* PROMPT *
Exactly as shown below, retype every line of the data.

* DATA EXTRACTS *
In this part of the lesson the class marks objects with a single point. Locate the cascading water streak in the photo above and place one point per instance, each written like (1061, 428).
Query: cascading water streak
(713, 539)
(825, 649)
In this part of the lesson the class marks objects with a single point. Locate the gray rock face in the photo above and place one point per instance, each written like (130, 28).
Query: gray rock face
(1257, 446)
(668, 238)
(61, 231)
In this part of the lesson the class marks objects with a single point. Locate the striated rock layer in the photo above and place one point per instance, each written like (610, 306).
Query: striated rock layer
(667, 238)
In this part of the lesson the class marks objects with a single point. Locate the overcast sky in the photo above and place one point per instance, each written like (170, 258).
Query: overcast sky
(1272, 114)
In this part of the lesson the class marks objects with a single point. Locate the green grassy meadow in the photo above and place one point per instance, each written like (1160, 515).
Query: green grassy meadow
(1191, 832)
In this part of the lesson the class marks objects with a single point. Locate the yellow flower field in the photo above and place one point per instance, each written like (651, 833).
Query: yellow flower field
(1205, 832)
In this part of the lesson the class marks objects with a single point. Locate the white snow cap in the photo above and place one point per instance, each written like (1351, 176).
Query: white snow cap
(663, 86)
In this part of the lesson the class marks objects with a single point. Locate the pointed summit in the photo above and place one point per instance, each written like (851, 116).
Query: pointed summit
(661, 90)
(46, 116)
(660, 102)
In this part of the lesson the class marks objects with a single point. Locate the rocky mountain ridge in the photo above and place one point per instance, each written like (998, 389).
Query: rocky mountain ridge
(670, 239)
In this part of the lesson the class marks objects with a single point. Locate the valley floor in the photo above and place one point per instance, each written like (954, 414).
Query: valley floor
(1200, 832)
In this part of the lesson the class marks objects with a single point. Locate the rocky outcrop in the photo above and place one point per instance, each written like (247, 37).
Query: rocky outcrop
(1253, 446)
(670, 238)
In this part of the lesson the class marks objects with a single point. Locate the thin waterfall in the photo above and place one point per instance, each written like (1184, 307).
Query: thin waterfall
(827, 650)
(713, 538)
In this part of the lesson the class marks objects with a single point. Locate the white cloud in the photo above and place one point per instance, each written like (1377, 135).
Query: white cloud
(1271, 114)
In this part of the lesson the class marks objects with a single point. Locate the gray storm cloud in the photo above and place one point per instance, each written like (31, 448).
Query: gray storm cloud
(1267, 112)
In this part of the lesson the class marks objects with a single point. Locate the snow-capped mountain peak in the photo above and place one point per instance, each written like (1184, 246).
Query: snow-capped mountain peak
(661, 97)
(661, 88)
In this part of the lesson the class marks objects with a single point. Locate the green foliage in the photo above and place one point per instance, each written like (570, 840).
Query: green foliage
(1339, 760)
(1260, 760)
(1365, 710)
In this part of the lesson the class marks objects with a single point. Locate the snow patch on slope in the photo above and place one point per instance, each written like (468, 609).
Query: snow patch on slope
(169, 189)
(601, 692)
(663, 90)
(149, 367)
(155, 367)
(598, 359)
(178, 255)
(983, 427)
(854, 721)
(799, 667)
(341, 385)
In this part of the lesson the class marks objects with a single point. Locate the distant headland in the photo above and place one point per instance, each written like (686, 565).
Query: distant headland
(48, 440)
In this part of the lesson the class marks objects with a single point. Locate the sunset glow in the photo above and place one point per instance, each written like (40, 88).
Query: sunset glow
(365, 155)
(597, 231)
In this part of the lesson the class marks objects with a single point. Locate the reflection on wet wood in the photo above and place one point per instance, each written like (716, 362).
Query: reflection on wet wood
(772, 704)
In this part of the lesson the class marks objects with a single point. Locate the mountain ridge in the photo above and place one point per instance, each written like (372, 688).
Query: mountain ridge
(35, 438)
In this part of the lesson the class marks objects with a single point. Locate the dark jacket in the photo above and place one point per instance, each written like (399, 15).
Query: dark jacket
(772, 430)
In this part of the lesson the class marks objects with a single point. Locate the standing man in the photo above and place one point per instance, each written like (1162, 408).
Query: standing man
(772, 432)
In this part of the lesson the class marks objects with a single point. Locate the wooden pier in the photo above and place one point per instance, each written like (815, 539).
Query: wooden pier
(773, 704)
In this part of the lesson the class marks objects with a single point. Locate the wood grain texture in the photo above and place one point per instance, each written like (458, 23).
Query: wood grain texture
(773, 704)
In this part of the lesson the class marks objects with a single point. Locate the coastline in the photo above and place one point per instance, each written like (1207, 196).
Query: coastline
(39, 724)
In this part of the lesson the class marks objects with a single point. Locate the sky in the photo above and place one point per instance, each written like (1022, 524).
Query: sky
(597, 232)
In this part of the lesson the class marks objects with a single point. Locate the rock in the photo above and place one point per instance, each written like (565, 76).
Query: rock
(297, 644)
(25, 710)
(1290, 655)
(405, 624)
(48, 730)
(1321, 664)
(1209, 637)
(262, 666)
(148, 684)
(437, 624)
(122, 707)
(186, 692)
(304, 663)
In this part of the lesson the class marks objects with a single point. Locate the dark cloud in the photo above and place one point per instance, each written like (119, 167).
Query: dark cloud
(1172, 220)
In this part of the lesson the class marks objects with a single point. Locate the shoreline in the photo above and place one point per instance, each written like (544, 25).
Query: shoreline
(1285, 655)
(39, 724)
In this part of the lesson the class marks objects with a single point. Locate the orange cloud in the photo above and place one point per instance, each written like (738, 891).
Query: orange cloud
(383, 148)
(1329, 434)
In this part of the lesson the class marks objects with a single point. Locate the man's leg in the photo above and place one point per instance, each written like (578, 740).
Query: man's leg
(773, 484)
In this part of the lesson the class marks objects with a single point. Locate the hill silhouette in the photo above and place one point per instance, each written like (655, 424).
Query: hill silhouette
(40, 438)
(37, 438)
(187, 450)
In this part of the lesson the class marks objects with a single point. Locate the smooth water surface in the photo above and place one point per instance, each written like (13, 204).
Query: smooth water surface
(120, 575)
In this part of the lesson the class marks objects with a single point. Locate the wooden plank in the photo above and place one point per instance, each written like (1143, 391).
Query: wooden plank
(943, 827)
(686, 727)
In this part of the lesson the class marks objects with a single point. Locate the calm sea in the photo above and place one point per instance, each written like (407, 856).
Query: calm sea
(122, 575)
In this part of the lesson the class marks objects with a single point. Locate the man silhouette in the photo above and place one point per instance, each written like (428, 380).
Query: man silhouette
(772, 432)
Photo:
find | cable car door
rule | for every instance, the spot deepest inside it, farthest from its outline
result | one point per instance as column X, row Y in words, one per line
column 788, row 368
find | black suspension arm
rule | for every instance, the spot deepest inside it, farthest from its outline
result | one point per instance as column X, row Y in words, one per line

* RESULT OF THIS TASK *
In this part of the lesson the class marks objects with a single point. Locate the cascading water streak in the photo above and place one point per instance, each written like (1061, 428).
Query: cascading water streak
(713, 539)
(825, 649)
In this part of the lesson the class marks objects with a single point. Locate the gray rock face in the photo above and place one point per instance, each written like (130, 28).
Query: gray rock face
(1257, 446)
(668, 238)
(61, 231)
In this part of the lesson the class marks objects with a single point. Locate the striated rock layer in the photo above and place one point per instance, each written like (610, 306).
Query: striated rock layer
(667, 238)
In this part of the lesson the class marks objects with a single point. Locate the overcast sky in the photo above and place one point per instance, each written like (170, 258).
Query: overcast sky
(1272, 114)
In this part of the lesson the class marks objects with a single point. Locate the green grassy meadow in the photo above and place one point per instance, each written like (1160, 515).
Query: green grassy meadow
(1191, 832)
In this part of the lesson the class marks objects with a single point. Locate the yellow flower field in the photo above and place one point per instance, each written like (651, 833).
Query: yellow flower field
(1205, 832)
In this part of the lesson the class marks objects with a single point. Locate the white snow cap in the photo above and place one point per instance, each written like (1351, 176).
Query: white snow cap
(663, 86)
In this part of the lesson the class marks objects with a single point. Locate the pointed summit in the photo above and place one point per instance, each written like (851, 116).
Query: pointed summit
(661, 90)
(46, 116)
(660, 102)
In this part of the lesson the class marks objects with a single point. Locate the rocky mountain ridge in the photo above and place one point per instance, each written like (998, 389).
Query: rocky mountain ridge
(670, 239)
In this part of the lesson the class marks objects with a single point. Locate the valley floor in the photo above and place one point per instance, each written like (954, 414).
Query: valley floor
(1200, 832)
In this part of the lesson the class marks objects with a single point. Locate the rocky outcrop in the photo above and place one point per instance, each written like (247, 37).
Query: rocky outcrop
(1253, 446)
(670, 238)
In this part of the lesson the class marks objects with a single point. Locate the thin waterfall in the photo above and place one point per instance, each written like (1184, 307).
Query: thin waterfall
(827, 650)
(713, 538)
In this part of the lesson the class marks objects with a single point. Locate the white cloud in the photo above and place one point per instance, each written like (1377, 135).
Query: white cloud
(1271, 114)
In this part of the lesson the class marks objects with a single point. Locate the gray storm cloud in the photo above and place one point per instance, each written like (31, 448).
Query: gray storm cloud
(1267, 112)
In this part of the lesson the class marks objects with a single point. Locate the snow-capped mountain peak in the photo above and place one point per instance, each written like (1184, 246).
Query: snow-capped mountain peak
(661, 97)
(661, 88)
In this part of the lesson the class marks objects with a single point. Locate the green foliage in the photo above and place one point per instance, each written like (570, 840).
Query: green foliage
(1339, 760)
(1260, 760)
(1365, 710)
In this part of the lesson the class marks objects with a single point. Locate the snow patch on slope in the photo above and place one point per instance, each written like (468, 609).
Query: snow patch on slope
(169, 189)
(601, 692)
(663, 90)
(149, 367)
(155, 367)
(598, 359)
(178, 255)
(983, 427)
(854, 721)
(799, 667)
(341, 385)
In this part of the lesson the class marks objects with a single point. Locate the distant headland in the photo above and place one point per instance, each written like (686, 565).
Query: distant headland
(48, 440)
In this part of the lesson the class marks objects with a single point. Locate the sunset glow in the photo above and place one point per instance, each written like (40, 88).
Query: sunset glow
(365, 155)
(597, 231)
In this part of the lesson the class marks objects with a single point. Locate the reflection on wet wood in the photo above and place one point per instance, each written like (716, 362).
Query: reflection on wet wood
(772, 704)
In this part of the lesson the class marks objects with a single point. Locate the mountain ridge in the photo above and place one point per instance, each written like (372, 688).
Query: mountain ridge
(35, 438)
In this part of the lesson the class marks objects with a single point. Locate the dark jacket in the photo above and place one point per instance, each written like (399, 15).
Query: dark jacket
(772, 430)
In this part of the lesson the class marks objects with a single point. Locate the standing man in the photo above and place one point per instance, each written like (1162, 408).
Query: standing man
(772, 432)
In this part of the lesson the class marks objects with a single point. Locate the wooden pier in the photo above and place one point per instance, each written like (815, 539).
Query: wooden pier
(773, 704)
In this part of the lesson the class marks objects with a single point. Locate the wood grain texture in the photo above and place one point per instance, each written like (458, 23).
Query: wood grain texture
(773, 704)
In this part of the lesson the class marks objects with a single point. Locate the coastline in the photo above and place one point per instance, each written like (1207, 196).
Query: coastline
(39, 724)
In this part of the lesson the class marks objects with a single point. Locate the sky in the photo above and place one point per instance, each written like (1022, 524).
Query: sky
(597, 232)
In this part of the lesson the class marks objects with a single point. Locate the rock in the photo above and place one point per instance, each written like (565, 76).
Query: rock
(297, 644)
(25, 710)
(1290, 655)
(405, 624)
(48, 730)
(1321, 664)
(1209, 637)
(262, 666)
(148, 684)
(437, 624)
(122, 707)
(186, 692)
(304, 663)
In this part of the lesson the class marks objects with a single point. Locate the dark cloud in the photo above and place one point per instance, each written like (119, 167).
Query: dark cloud
(1172, 220)
In this part of the lesson the class marks objects with a single point. Locate the shoreline in the photo above and place one point per instance, each written like (544, 25).
Query: shoreline
(1285, 655)
(39, 724)
In this part of the lesson the class marks objects with a single point. Locate the orange cloud in the photo above and place one point per instance, each written like (738, 891).
Query: orange cloud
(383, 148)
(1329, 434)
In this part of the lesson the class marks objects with a single point. Locate the man's leg in the photo above and place one point per instance, each written like (578, 740).
Query: man's leg
(773, 484)
In this part of the lesson the class marks objects with a single point. Locate the hill silhouette in the photo above and place one point per instance, each written like (655, 424).
Query: hill silhouette
(40, 438)
(37, 438)
(187, 450)
In this part of the lesson the class marks objects with a single point. Locate the smooth water surface in the photo above and place one point per instance, each written like (13, 204).
Query: smooth water surface
(120, 575)
In this part of the lesson the class marks objects with a single point. Locate the wooden plank in the photo above and place one point per instance, each written like (1143, 391).
Query: wooden plank
(943, 827)
(686, 727)
In this part of the lesson the class marks objects with a single point. Locate the calm sea in the photo above and place one point per instance, each written like (407, 856).
Query: calm sea
(122, 575)
In this part of the lesson the class marks objects with a single point. Locate the man silhouette in the photo above and place one point per instance, each written like (428, 380).
Query: man silhouette
(772, 432)
Photo:
find | cable car door
rule | for every instance, the spot deepest inside it, farthest from its outline
result | one point per instance as column X, row Y in words, one per line
column 788, row 368
find | black suspension arm
rule | for every instance, the spot deepest inside it, farthest from its outline
result | one point per instance as column X, row Y in words, one per line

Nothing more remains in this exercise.